--- WHAT IS ASKED ---
Please rewrite the listing lines between the one containing "Every instance of the bird's beak" and the one containing "<point>161,205</point>", inclusive, replacing "bird's claw" with "bird's talon" and keeping everything else the same.

--- DATA PROVIDED ---
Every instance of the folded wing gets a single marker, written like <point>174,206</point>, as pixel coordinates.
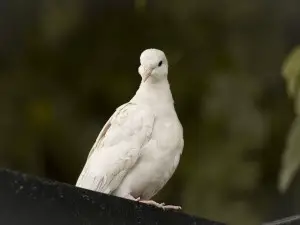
<point>117,148</point>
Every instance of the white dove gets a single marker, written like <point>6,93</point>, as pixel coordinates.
<point>139,147</point>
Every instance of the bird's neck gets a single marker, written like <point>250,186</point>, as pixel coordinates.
<point>154,93</point>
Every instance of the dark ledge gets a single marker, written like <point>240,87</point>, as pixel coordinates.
<point>26,199</point>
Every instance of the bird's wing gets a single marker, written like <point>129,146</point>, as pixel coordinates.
<point>117,148</point>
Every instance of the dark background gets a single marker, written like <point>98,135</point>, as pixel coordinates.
<point>65,65</point>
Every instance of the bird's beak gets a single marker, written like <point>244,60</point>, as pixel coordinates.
<point>148,72</point>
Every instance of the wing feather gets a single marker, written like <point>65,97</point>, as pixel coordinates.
<point>117,148</point>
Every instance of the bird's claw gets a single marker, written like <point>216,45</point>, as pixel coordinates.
<point>161,205</point>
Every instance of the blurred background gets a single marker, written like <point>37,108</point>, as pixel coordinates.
<point>65,65</point>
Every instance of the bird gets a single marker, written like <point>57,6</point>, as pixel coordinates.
<point>140,146</point>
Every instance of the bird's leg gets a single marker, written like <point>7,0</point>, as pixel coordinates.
<point>160,205</point>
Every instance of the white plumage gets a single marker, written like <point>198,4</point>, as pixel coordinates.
<point>139,147</point>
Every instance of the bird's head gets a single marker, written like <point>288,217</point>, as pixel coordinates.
<point>154,65</point>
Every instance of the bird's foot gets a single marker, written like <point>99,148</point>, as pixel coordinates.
<point>160,205</point>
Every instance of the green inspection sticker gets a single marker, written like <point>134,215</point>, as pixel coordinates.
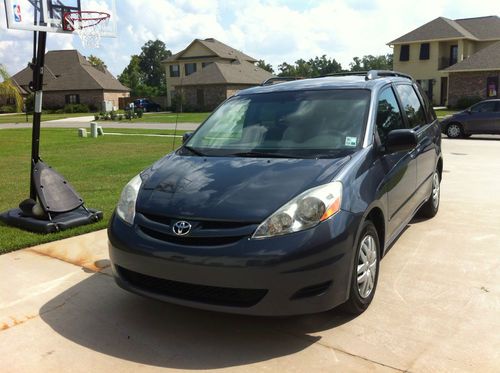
<point>351,141</point>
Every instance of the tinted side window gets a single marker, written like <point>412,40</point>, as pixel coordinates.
<point>411,105</point>
<point>388,114</point>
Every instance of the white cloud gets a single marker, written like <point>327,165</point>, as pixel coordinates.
<point>273,30</point>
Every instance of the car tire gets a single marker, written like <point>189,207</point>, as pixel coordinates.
<point>363,281</point>
<point>454,131</point>
<point>430,208</point>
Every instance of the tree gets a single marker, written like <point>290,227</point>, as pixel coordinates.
<point>265,66</point>
<point>151,57</point>
<point>369,62</point>
<point>316,66</point>
<point>9,89</point>
<point>96,62</point>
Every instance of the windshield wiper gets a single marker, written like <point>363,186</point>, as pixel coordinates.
<point>265,155</point>
<point>193,150</point>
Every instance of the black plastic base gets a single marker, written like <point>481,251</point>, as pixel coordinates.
<point>59,222</point>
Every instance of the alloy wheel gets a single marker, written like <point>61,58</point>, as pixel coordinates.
<point>367,266</point>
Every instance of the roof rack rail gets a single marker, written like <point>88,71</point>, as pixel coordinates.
<point>370,75</point>
<point>374,74</point>
<point>280,79</point>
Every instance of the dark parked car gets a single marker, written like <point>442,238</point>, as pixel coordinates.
<point>146,105</point>
<point>481,118</point>
<point>284,200</point>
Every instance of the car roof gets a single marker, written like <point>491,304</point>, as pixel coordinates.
<point>327,82</point>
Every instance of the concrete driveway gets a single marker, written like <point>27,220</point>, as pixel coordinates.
<point>436,309</point>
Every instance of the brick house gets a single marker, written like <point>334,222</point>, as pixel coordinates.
<point>207,72</point>
<point>70,79</point>
<point>452,58</point>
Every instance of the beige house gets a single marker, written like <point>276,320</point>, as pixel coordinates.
<point>433,51</point>
<point>207,72</point>
<point>70,79</point>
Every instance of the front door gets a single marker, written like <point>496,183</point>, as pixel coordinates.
<point>444,91</point>
<point>401,178</point>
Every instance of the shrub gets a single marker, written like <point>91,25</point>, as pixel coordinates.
<point>467,101</point>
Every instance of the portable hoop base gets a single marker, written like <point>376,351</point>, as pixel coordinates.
<point>59,222</point>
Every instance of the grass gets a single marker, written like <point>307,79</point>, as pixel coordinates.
<point>21,118</point>
<point>170,118</point>
<point>97,168</point>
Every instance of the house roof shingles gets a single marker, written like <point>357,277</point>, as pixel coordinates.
<point>237,72</point>
<point>68,70</point>
<point>480,28</point>
<point>218,48</point>
<point>485,59</point>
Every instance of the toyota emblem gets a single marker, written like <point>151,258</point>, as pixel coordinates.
<point>181,228</point>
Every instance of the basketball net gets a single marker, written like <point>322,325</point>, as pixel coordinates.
<point>89,25</point>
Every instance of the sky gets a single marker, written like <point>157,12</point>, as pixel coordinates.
<point>273,30</point>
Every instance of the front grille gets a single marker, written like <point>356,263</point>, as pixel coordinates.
<point>203,232</point>
<point>232,297</point>
<point>189,240</point>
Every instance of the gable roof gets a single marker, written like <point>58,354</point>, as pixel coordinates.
<point>68,70</point>
<point>479,28</point>
<point>486,59</point>
<point>237,72</point>
<point>218,48</point>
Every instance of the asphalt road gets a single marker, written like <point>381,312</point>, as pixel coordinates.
<point>436,308</point>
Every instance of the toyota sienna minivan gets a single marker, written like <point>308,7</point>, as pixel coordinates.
<point>284,200</point>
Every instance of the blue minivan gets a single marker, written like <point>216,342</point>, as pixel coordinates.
<point>284,200</point>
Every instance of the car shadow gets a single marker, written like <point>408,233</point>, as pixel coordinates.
<point>98,315</point>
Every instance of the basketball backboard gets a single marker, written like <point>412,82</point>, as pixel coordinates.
<point>48,15</point>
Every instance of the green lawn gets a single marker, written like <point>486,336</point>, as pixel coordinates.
<point>21,118</point>
<point>171,118</point>
<point>97,168</point>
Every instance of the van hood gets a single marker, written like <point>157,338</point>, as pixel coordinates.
<point>229,188</point>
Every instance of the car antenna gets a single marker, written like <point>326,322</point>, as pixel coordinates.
<point>177,118</point>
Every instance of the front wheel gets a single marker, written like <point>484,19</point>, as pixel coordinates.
<point>365,272</point>
<point>454,131</point>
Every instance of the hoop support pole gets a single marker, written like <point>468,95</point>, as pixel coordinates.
<point>37,115</point>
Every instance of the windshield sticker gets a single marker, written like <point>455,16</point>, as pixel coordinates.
<point>351,141</point>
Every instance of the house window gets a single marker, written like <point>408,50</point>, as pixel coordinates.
<point>424,51</point>
<point>174,71</point>
<point>453,54</point>
<point>190,68</point>
<point>404,54</point>
<point>73,99</point>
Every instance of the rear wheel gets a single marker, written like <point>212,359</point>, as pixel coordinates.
<point>431,207</point>
<point>454,131</point>
<point>365,272</point>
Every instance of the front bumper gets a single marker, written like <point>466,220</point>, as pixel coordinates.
<point>304,272</point>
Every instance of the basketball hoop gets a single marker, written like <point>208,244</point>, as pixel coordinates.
<point>88,24</point>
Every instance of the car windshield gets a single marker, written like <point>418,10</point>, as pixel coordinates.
<point>322,123</point>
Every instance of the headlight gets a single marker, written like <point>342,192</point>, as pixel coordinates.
<point>126,205</point>
<point>303,212</point>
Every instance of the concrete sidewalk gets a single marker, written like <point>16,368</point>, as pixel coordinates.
<point>436,309</point>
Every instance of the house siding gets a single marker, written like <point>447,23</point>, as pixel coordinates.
<point>463,84</point>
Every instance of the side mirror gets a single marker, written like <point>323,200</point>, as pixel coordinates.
<point>186,137</point>
<point>401,140</point>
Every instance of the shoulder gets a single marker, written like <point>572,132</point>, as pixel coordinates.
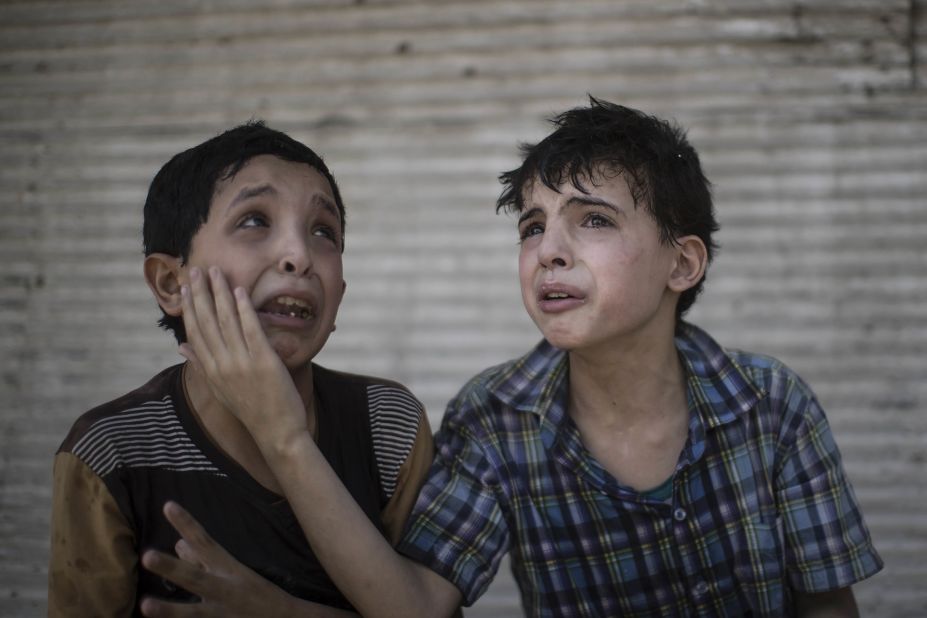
<point>385,398</point>
<point>137,428</point>
<point>396,418</point>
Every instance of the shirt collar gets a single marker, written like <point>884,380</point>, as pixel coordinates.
<point>718,390</point>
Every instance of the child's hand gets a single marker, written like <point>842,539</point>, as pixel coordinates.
<point>225,586</point>
<point>226,342</point>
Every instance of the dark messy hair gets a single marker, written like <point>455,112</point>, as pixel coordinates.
<point>181,192</point>
<point>661,168</point>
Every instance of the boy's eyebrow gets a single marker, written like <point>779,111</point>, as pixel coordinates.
<point>576,200</point>
<point>591,200</point>
<point>248,193</point>
<point>323,201</point>
<point>528,214</point>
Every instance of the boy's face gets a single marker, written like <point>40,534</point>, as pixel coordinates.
<point>274,230</point>
<point>592,268</point>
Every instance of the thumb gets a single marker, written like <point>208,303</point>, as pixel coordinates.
<point>186,350</point>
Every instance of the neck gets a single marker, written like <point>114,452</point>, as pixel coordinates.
<point>627,384</point>
<point>229,434</point>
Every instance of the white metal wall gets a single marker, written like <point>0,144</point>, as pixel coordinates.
<point>810,117</point>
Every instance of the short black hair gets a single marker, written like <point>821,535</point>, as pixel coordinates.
<point>181,192</point>
<point>661,168</point>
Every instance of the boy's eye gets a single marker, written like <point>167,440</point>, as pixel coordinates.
<point>596,220</point>
<point>324,231</point>
<point>253,220</point>
<point>530,229</point>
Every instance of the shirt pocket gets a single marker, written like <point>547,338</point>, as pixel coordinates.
<point>759,566</point>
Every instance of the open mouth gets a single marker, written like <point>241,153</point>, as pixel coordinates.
<point>288,306</point>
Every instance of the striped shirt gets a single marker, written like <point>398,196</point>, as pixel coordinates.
<point>122,460</point>
<point>759,503</point>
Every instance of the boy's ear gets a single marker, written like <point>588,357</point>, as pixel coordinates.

--- EXERCISE RESULT ---
Every instance of the bird's beak gets a single marker, written like <point>244,60</point>, as pixel coordinates.
<point>148,72</point>
Every instance of the wing feather gets a single marker, written like <point>65,97</point>, as pixel coordinates.
<point>117,148</point>
Every instance of the bird's talon gets a single marker, written like <point>216,45</point>, as pixel coordinates.
<point>161,205</point>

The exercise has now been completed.